>> Start READING PASSAGE

Thank you, Mr. Chair.

Welcome Ms. Wilkins and Mr. Poloz. We would like to thank and congratulate you. I don't want to speak for my colleagues, but I think there's a broad consensus on inflation targeting. Congratulations on the new agreement with the Government Canada.

This afternoon, I'd like to discuss what you said at the end of your presentation. If I understood correctly, you indicated that, at this point in time, new monetary policy measures would have little or marginal impact in Canada or around the world. You talked about the need for fiscal policy to take over, in terms of moving the economy forward. I don't want to put words in your mouth. I'll let you explain.

In light of your observations, how can Canada, but other countries as well, more effectively structure their monetary and fiscal policies to speed up growth in western countries?

3:40 p.m.

Governor, Bank of Canada

Stephen S. Poloz

Thank you for your question.

>> End READING PASSAGE
>> Start ENTRIES

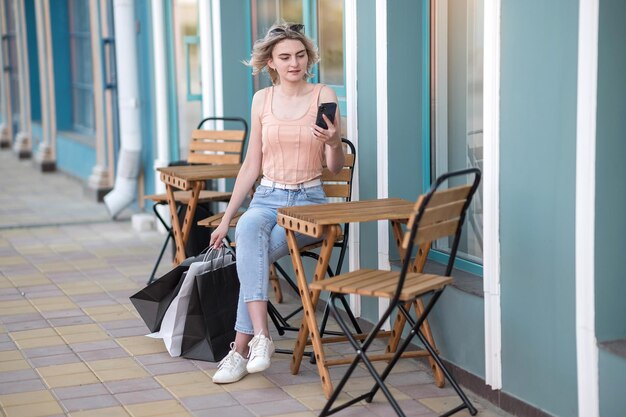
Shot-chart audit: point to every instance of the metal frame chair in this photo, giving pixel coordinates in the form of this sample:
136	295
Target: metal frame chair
206	147
438	214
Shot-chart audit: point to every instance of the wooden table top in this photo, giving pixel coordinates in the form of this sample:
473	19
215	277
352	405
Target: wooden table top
181	176
308	219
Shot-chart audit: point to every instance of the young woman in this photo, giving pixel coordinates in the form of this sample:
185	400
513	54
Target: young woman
289	149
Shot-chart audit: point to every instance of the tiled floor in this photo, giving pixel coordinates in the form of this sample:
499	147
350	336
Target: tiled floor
71	342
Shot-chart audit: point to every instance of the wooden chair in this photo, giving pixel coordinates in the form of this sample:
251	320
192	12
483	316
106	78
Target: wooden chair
206	147
438	214
336	186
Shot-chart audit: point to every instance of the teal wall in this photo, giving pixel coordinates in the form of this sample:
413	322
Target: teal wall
610	203
145	69
612	379
611	173
236	47
366	150
75	157
537	202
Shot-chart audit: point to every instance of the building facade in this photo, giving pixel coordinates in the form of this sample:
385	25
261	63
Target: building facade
532	92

>> End ENTRIES

THE EXERCISE:
In the transcript, why does the questioner leave it to Mr. Poloz to explain his point about fiscal policy instead of summarizing it himself? Work from the transcript alone.

EXERCISE SOLUTION:
The questioner says he doesn't want to put words in Mr. Poloz's mouth. So he asks Mr. Poloz to explain the point himself.